### Exercise
From the line containing "Practice step: locate the catalan" down to the last line of the material, return those lines verbatim and only those.

### Source material
====

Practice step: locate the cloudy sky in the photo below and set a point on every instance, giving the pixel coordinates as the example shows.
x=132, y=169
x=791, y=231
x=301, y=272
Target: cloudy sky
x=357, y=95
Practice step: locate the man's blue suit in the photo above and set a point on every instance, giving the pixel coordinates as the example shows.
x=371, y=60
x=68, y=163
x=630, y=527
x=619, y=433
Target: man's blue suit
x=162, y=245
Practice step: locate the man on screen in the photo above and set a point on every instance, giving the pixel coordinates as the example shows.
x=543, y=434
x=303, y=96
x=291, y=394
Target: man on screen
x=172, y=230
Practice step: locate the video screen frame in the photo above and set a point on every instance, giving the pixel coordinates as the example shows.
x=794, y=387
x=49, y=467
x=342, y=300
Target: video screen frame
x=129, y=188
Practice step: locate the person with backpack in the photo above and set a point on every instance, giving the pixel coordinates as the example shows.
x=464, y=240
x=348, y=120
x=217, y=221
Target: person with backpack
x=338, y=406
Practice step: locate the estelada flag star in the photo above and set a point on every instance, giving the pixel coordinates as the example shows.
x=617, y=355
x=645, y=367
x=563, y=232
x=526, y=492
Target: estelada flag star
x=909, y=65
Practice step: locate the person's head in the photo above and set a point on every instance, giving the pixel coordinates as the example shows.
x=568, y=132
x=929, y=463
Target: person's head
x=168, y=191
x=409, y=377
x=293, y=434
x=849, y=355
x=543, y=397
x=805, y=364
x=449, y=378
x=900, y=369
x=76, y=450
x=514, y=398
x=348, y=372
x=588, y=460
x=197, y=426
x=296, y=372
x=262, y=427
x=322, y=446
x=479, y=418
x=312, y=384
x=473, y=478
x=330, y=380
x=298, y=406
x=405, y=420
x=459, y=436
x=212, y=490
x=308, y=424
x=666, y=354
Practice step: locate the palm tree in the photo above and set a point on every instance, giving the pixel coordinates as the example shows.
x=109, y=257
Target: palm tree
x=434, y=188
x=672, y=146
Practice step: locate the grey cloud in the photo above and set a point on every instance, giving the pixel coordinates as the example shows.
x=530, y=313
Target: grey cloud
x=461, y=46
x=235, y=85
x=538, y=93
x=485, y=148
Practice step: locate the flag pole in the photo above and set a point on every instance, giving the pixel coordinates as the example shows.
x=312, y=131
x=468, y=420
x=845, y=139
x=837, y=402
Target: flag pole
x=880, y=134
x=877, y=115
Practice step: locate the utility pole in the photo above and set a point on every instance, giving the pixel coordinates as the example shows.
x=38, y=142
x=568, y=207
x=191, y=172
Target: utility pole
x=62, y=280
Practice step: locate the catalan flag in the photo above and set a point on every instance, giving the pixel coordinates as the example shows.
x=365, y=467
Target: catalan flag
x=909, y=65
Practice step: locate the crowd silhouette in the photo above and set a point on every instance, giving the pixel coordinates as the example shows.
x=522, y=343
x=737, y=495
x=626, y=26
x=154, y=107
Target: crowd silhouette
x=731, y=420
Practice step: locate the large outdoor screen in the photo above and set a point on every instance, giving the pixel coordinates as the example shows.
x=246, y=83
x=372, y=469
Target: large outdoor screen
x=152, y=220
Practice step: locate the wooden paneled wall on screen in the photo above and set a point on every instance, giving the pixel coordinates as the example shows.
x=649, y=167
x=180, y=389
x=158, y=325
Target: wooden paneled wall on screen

====

### Task answer
Practice step: locate the catalan flag in the photo above and set a point on every instance, giving the pixel coordinates as the example shows.
x=365, y=467
Target: catalan flag
x=909, y=65
Practice step: locate the crowd silhouette in the photo above and set a point on every instance, giving the pixel coordinates as the example shows.
x=522, y=343
x=737, y=495
x=626, y=26
x=154, y=107
Target: crowd silhouette
x=731, y=420
Practice step: locate the large outdoor screen in the photo above and set a point on every instance, giving the pixel coordinates as the example shows.
x=246, y=83
x=372, y=469
Target: large outdoor screen
x=152, y=220
Practice step: locate the wooden paneled wall on screen in the photo above and set a point on every instance, giving the pixel coordinates as the example shows.
x=649, y=167
x=180, y=389
x=158, y=325
Target: wooden paneled wall on screen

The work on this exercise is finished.